• [Your objective] Would you please set down the entries below exactly as shown?

• [Data for review]

——————

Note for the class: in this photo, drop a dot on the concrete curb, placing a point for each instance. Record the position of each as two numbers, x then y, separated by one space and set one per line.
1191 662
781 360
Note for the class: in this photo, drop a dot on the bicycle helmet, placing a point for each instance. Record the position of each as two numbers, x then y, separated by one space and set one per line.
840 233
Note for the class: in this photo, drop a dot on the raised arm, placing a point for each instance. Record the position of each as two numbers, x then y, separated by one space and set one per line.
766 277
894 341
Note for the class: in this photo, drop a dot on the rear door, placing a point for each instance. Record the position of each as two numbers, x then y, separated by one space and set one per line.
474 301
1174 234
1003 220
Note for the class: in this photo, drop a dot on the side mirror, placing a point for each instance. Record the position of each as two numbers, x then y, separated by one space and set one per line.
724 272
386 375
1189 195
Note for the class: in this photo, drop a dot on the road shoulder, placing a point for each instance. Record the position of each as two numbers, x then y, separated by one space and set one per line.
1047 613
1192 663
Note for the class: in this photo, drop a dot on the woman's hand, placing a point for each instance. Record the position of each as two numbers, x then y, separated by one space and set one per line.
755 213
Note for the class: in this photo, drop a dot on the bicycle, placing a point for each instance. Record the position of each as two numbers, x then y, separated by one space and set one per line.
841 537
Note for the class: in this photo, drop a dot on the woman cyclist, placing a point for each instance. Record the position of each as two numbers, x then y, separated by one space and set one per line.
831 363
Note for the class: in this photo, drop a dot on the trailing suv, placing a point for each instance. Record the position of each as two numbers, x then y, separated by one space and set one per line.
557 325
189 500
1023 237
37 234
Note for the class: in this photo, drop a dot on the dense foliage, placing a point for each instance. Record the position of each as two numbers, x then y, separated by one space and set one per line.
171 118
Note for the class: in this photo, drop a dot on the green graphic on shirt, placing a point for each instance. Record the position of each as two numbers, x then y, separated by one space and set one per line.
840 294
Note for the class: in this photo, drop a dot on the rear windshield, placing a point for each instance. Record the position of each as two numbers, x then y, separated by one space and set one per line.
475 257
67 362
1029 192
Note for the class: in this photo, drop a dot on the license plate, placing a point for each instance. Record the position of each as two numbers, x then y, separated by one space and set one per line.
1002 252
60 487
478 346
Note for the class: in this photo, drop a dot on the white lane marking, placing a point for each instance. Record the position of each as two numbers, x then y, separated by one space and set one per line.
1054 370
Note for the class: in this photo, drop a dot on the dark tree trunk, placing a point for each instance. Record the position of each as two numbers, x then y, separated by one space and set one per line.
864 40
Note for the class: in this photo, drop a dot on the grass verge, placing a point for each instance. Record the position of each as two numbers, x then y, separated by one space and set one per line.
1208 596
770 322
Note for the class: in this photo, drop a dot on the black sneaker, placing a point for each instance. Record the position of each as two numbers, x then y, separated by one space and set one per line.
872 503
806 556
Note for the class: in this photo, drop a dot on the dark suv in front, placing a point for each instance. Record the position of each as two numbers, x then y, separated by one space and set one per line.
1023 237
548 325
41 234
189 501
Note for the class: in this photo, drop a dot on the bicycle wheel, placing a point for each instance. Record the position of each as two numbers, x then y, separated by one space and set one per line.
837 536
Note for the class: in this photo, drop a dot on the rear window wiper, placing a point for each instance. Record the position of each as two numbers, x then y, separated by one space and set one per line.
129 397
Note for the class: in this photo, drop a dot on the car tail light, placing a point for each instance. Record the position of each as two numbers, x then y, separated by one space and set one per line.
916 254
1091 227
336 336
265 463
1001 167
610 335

——————

• [Task solution]
Note for the class: in this photo, drop a dot on the concrete curb, placing a point for each instance. Record the position of each as two numbers, x then y, separated by one space and set one per line.
1191 662
781 360
Note for the class: in this photo, drop a dot on the bicycle helmet, placing a point for each instance. Record the position of each as two numbers, x then y, separated by one space and set one per line.
840 233
Note for the class: in this photo, drop a dot on the raised arm, placing a point for each instance. Record the position of each as two numbers, x then y, separated by one space and set one per line.
766 277
894 341
Note for the class: in this photo, drop a dot on the rear door, placing a point for each instance. Record the position of each as two numbers, x then y, separated by one space and set one per line.
474 301
1174 234
1003 220
Note for the class: in this photo, drop a dot on the side mirror, placing a point for each instance. Record the position of each as two numbers, x then y, separated by one space and set one per line.
724 272
386 375
1189 195
Note for the class: in this photo, drop a dot on the road shoulder, placing a point for each instance. Record the position of each as two numbers, x then y, separated by one space and set one per line.
1047 613
1192 663
Note for the class: in this photo, drop a dot on the woman's hand, placing a point for each instance. Record the position of each as two numbers, x then y, separated by one space and set one per line.
755 213
Note for the class: in this photo, drop a dot on the bicycle, placing a point for each instance. Record the position of each as two numbers, x then y, separated by one space and set one per line.
841 537
Note for the class: in this photo, drop a dot on the woman cyclist, placing a point for each instance. Record the position of each as two numbers, x then y, separated by one space and set one per line.
831 363
Note for the class: in this photo, drop a dot on the trailing suv, placing a point for each instance. Record the position of each as two numbers, x then y, separated by one space and set one per line.
557 325
189 500
1023 237
37 234
Note for the class: in this photo, drop a dot on the dense foliage, placing a point for each instance. Record the position of each as two numbers, x then y, separated by one space and set one per line.
171 118
Note for the class: in this photo, drop a dot on the green graphic on shirt, placing a point for each instance. Record the position of each as two numbers, x then y, separated by one space and set one per line.
840 294
Note for the class: in this photo, drop a dot on the rear windshield, placing a point for each instance. Record the position of each as two numbers, x then y, separated by one space and set one per line.
475 257
67 362
1029 192
Note for the class: in this photo, drop a dot on the license plate, placing a point for each instance. Record the position of each as two numbers, x then y, separated by one space and set one per line.
1002 252
60 487
478 346
Note for the class: in this photo, drop a dot on the white lane marking, placing a point for each instance. Record the position of each as two numbers, x then y, separated by one space and set one per line.
1054 370
Note for the class: in this photo, drop a dot on the dark tree trunk, placing a point for each instance. Record the position of each as two numbers, x then y, separated by one space and set one per line.
864 40
Note for the class: in this photo, drop a dot on the grass verge, placing a point for each instance. Record the position of each as two numbers, x then y, separated by one space and set one per line.
1208 596
770 322
Note for the class: in this photo, drop a dot on the black sneaker, placing a point for each instance. Record the position of each as two numbers, x then y, separated by one space and set one per line.
872 503
806 556
Note for the class: in this photo, drop a dot on the dark suv in front, placing a point for each instance. Record the position of each as two numbers, x then y, separated by one space and set one per line.
1023 237
548 325
41 234
189 501
Note for the class: in this photo, drop a dot on the bicycle wheel, placing a point for each instance. Record the position of each as two numbers, x then y, separated by one space and set one per line.
837 536
Note for the class: in this photo, drop a dot on the rear window wiper, placing a point for each instance. Record the position of each as two numbers, x then y, separated by one space and set one per line.
129 397
Note for the class: in this photo, drop a dot on the car tail light, placing a point for each instance. Record the position of each as two numbers, x then y, separated by one space and set one per line.
916 254
1091 227
336 336
265 463
1001 167
610 335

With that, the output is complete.